» INSTRUCTIONS FOR THE TASK: Please copy out every line of the data word for word.

Stored data entries:
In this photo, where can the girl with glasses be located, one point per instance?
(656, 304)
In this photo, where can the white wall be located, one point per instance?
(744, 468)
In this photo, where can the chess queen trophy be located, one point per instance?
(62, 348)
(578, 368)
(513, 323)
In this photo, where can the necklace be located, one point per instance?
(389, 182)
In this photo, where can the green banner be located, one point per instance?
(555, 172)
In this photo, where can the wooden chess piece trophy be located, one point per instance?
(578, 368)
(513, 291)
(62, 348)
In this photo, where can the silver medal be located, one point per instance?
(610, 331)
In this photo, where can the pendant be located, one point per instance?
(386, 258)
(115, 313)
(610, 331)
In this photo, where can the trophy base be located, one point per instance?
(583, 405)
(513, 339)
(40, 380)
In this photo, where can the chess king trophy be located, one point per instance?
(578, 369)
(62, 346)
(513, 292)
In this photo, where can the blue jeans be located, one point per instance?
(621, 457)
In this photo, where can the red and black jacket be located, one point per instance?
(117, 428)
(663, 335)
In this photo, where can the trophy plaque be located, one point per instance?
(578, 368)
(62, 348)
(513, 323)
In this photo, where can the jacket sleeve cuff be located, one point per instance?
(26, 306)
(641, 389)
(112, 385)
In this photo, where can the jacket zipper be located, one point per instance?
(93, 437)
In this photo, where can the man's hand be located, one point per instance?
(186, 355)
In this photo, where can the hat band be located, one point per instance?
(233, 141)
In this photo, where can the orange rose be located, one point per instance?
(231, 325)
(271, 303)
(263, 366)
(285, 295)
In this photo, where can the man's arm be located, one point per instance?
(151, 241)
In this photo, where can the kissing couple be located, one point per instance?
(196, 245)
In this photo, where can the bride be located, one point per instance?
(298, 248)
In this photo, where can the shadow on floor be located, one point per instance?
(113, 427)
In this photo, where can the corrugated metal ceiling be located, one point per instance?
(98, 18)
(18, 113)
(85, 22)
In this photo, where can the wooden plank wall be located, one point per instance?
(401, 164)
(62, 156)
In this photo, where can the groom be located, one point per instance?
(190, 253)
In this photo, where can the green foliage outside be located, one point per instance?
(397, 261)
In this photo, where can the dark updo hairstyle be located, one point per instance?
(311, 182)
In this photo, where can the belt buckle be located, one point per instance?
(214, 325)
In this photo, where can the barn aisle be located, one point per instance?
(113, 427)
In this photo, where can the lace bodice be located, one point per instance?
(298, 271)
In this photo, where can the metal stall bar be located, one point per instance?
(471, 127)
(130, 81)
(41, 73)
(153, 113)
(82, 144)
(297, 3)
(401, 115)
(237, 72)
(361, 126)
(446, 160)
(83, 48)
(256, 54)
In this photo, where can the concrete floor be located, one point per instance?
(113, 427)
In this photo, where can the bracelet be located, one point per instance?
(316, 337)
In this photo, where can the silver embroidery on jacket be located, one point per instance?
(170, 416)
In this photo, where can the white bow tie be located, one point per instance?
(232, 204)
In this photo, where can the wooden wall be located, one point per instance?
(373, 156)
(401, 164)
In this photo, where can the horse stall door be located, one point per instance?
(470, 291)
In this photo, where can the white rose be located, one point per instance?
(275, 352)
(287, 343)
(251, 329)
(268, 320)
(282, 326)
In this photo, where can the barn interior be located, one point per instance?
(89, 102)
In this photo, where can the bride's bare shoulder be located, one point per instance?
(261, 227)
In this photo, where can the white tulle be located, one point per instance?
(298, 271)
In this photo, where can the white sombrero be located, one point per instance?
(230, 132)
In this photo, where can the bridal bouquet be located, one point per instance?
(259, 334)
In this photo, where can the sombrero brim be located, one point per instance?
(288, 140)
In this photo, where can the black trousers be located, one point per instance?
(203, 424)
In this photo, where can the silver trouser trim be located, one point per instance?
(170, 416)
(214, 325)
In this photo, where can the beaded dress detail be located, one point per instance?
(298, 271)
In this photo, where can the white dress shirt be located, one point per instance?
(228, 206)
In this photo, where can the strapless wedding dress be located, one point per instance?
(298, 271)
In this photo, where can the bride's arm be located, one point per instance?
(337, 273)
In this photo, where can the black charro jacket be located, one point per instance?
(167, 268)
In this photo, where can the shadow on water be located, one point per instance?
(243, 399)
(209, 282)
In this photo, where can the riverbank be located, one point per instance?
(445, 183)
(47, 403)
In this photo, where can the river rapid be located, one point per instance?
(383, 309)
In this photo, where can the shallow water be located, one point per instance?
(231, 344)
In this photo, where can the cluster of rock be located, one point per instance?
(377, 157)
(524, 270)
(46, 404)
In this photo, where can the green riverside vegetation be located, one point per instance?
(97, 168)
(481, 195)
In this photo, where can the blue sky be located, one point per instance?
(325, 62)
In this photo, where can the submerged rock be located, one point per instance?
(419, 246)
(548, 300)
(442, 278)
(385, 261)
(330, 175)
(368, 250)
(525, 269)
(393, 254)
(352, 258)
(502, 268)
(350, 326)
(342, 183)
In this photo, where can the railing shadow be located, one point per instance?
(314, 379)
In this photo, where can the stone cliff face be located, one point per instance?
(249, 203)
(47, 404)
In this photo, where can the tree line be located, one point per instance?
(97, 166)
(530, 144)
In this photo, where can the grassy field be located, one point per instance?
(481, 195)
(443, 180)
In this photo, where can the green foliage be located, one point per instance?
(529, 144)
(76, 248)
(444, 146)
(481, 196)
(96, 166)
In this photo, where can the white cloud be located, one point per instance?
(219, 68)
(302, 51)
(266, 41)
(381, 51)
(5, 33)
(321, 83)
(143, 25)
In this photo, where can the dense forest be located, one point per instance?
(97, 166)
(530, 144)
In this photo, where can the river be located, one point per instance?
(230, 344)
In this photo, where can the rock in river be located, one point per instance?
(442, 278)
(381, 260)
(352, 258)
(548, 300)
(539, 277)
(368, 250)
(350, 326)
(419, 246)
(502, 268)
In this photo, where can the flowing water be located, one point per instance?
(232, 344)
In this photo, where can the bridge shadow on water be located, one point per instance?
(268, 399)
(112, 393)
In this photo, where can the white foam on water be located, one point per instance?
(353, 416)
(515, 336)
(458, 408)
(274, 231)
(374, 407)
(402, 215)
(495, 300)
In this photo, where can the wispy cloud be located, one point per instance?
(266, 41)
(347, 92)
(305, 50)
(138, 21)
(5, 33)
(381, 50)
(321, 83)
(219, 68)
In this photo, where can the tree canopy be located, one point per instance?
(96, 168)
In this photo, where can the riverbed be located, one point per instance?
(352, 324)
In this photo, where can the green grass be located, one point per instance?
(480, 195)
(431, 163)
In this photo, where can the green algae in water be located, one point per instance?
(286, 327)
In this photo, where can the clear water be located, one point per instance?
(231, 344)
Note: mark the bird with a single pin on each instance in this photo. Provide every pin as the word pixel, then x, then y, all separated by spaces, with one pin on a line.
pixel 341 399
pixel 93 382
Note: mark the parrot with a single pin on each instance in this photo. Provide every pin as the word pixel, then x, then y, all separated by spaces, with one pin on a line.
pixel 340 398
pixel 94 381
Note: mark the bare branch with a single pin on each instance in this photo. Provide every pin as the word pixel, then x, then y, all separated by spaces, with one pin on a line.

» WRITTEN RESPONSE:
In this photo, where can the girl with glasses be located, one point per instance?
(656, 304)
In this photo, where can the white wall be located, one point per instance?
(744, 468)
In this photo, where can the chess queen trophy be located, one point per instance?
(62, 348)
(578, 368)
(513, 323)
In this photo, where can the necklace be located, one point per instance?
(389, 182)
In this photo, where can the green banner be located, one point per instance?
(555, 172)
In this photo, where can the wooden chess piece trophy be located, one point per instance?
(578, 368)
(513, 291)
(62, 348)
In this photo, where can the silver medal be located, one point per instance?
(610, 331)
In this photo, where can the pendant be located, one point per instance?
(386, 258)
(115, 313)
(610, 331)
In this photo, where can the trophy base be located, one point per instance?
(583, 405)
(513, 339)
(40, 380)
In this photo, where can the chess king trophy be located, one point per instance?
(578, 369)
(62, 346)
(513, 292)
In this photo, where can the blue jeans be located, one point per instance?
(621, 457)
In this photo, where can the red and black jacket be located, one point per instance?
(117, 428)
(663, 335)
In this photo, where can the trophy plaque be located, one point per instance?
(578, 368)
(62, 348)
(513, 323)
In this photo, where can the jacket sleeve cuff be located, one point per instance?
(26, 306)
(641, 389)
(112, 385)
In this photo, where can the jacket zipper be located, one point per instance?
(93, 437)
In this photo, where can the man's hand be located, one point per instance?
(186, 355)
In this photo, where can the hat band be located, one point per instance?
(233, 141)
In this photo, where can the orange rose be located, one point per instance?
(231, 325)
(271, 303)
(263, 366)
(285, 295)
In this photo, where can the man's arm be located, one point per instance?
(151, 241)
In this photo, where can the kissing couple be located, one point per instance?
(196, 245)
In this photo, where can the bride be located, one point per instance?
(298, 248)
In this photo, where can the shadow on floor be located, one point per instance?
(113, 427)
In this photo, where can the corrugated metal ceiling be located, one point per instance?
(98, 18)
(18, 113)
(85, 22)
In this photo, where can the wooden plank wall be located, one point per instance?
(401, 164)
(62, 156)
In this photo, where can the groom be located, one point per instance?
(190, 253)
In this photo, where can the green foliage outside be located, one point per instance?
(397, 261)
In this photo, where can the dark updo hairstyle be located, one point per instance?
(311, 182)
In this photo, where can the belt buckle be located, one point per instance?
(214, 325)
In this photo, where can the barn aisle be located, one point per instance?
(113, 427)
In this photo, where can the lace bodice be located, one point per instance?
(298, 271)
In this photo, where can the metal stall bar be located, one point per instance?
(471, 127)
(130, 81)
(41, 73)
(153, 113)
(82, 144)
(297, 3)
(401, 115)
(237, 72)
(361, 126)
(446, 160)
(83, 48)
(256, 54)
In this photo, where can the concrete floor be located, one point per instance?
(113, 427)
In this photo, where can the bracelet be located, one point per instance?
(316, 337)
In this photo, where can the silver embroidery on jacket be located, one point per instance?
(170, 416)
In this photo, where can the white bow tie be located, one point per instance?
(232, 204)
In this photo, where can the wooden wall be located, one point per instance?
(373, 156)
(401, 164)
In this photo, where can the horse stall door be located, one point per instance?
(470, 291)
In this photo, where can the white rose be located, one point per instance?
(275, 352)
(287, 343)
(251, 329)
(268, 320)
(282, 326)
In this photo, where can the barn interior be located, one point per instance?
(89, 102)
In this photo, where can the bride's bare shoulder be located, one point per instance?
(261, 227)
In this photo, where can the white tulle be located, one point per instance?
(298, 271)
In this photo, where can the white sombrero be located, one point per instance?
(230, 132)
In this photo, where can the bridal bouquet be located, one point per instance?
(259, 334)
In this photo, where can the sombrero brim be located, one point per instance?
(288, 140)
In this photo, where can the black trousers be located, one point per instance?
(203, 424)
In this photo, where can the silver trouser trim be located, one point per instance?
(170, 416)
(214, 325)
In this photo, where can the beaded dress detail be located, one point per instance?
(298, 271)
In this photo, where can the white dress shirt be located, one point per instance?
(228, 206)
In this photo, where can the strapless wedding dress be located, one point per instance?
(298, 271)
In this photo, where can the bride's arm be located, one point per instance?
(337, 273)
In this photo, where can the black charro jacket be located, one point per instance?
(167, 268)
In this photo, where can the shadow on water be located, one point per instance?
(243, 399)
(209, 282)
In this photo, where can the riverbank be located, one point per instance?
(445, 183)
(47, 403)
In this photo, where can the river rapid be located, one point per instance?
(383, 309)
In this photo, where can the shallow water be located, one point per instance?
(231, 344)
In this photo, where can the cluster of rock be located, one point per instance?
(377, 157)
(524, 270)
(46, 404)
In this photo, where can the green riverside vegetation be located, one point per instance?
(97, 168)
(481, 195)
In this photo, where can the blue sky be located, one point per instance?
(325, 62)
In this photo, where can the submerged rock be located, one point per instance?
(419, 246)
(548, 300)
(442, 278)
(385, 261)
(330, 175)
(368, 250)
(525, 269)
(393, 254)
(352, 258)
(502, 268)
(350, 326)
(342, 183)
In this photo, where can the railing shadow be located, one point per instance?
(314, 379)
In this photo, where can the stone cliff face be located, one point per instance?
(249, 203)
(47, 404)
In this photo, where can the tree line be located, one point per instance?
(97, 166)
(530, 144)
In this photo, where can the grassy field be located, one point per instance?
(481, 195)
(443, 180)
In this photo, where can the green foliage be located, one point per instance?
(529, 144)
(76, 248)
(444, 146)
(481, 196)
(96, 166)
In this photo, where can the white cloud be located, one point per instance?
(219, 68)
(302, 51)
(266, 41)
(381, 51)
(5, 33)
(321, 83)
(143, 25)
In this photo, where can the dense forest be located, one point per instance?
(97, 166)
(530, 144)
In this photo, where can the river be located, one point per instance?
(230, 344)
In this photo, where can the rock in river be located, one point per instance?
(442, 278)
(381, 260)
(352, 258)
(548, 300)
(539, 277)
(368, 250)
(350, 326)
(419, 246)
(502, 268)
In this photo, where can the flowing water be located, one point per instance?
(232, 344)
In this photo, where can the bridge shadow on water be located, one point per instance?
(268, 399)
(112, 393)
In this photo, where can the white foam on water be located, one point per instance?
(353, 416)
(515, 336)
(458, 408)
(274, 231)
(374, 407)
(402, 215)
(495, 300)
In this photo, where can the wispy cloud be located, one point per instance?
(266, 41)
(347, 92)
(305, 50)
(138, 21)
(5, 33)
(381, 50)
(321, 83)
(219, 68)
In this photo, where can the tree canopy be located, one point per instance?
(96, 168)
In this photo, where can the riverbed be located, one point per instance?
(352, 324)
In this photo, where can the green grass be located, one point per instance?
(480, 195)
(431, 163)
In this photo, where can the green algae in water be located, one point per instance?
(286, 327)
In this photo, where can the clear water be located, one point per instance?
(231, 344)
Note: mark the bird with a single pin on each instance in this photo. Provide every pin as the word pixel, then x, then y, all separated by spaces, with one pin on a line.
pixel 341 399
pixel 93 382
Note: mark the parrot with a single pin on each instance in this photo. Provide every pin as the word pixel, then x, then y, all separated by spaces, with one pin on a line.
pixel 340 398
pixel 94 381
Note: mark the bare branch with a single pin on each instance in this photo. Provide every pin as the word pixel, then x, then y, all separated by spaces, with one pin on a line.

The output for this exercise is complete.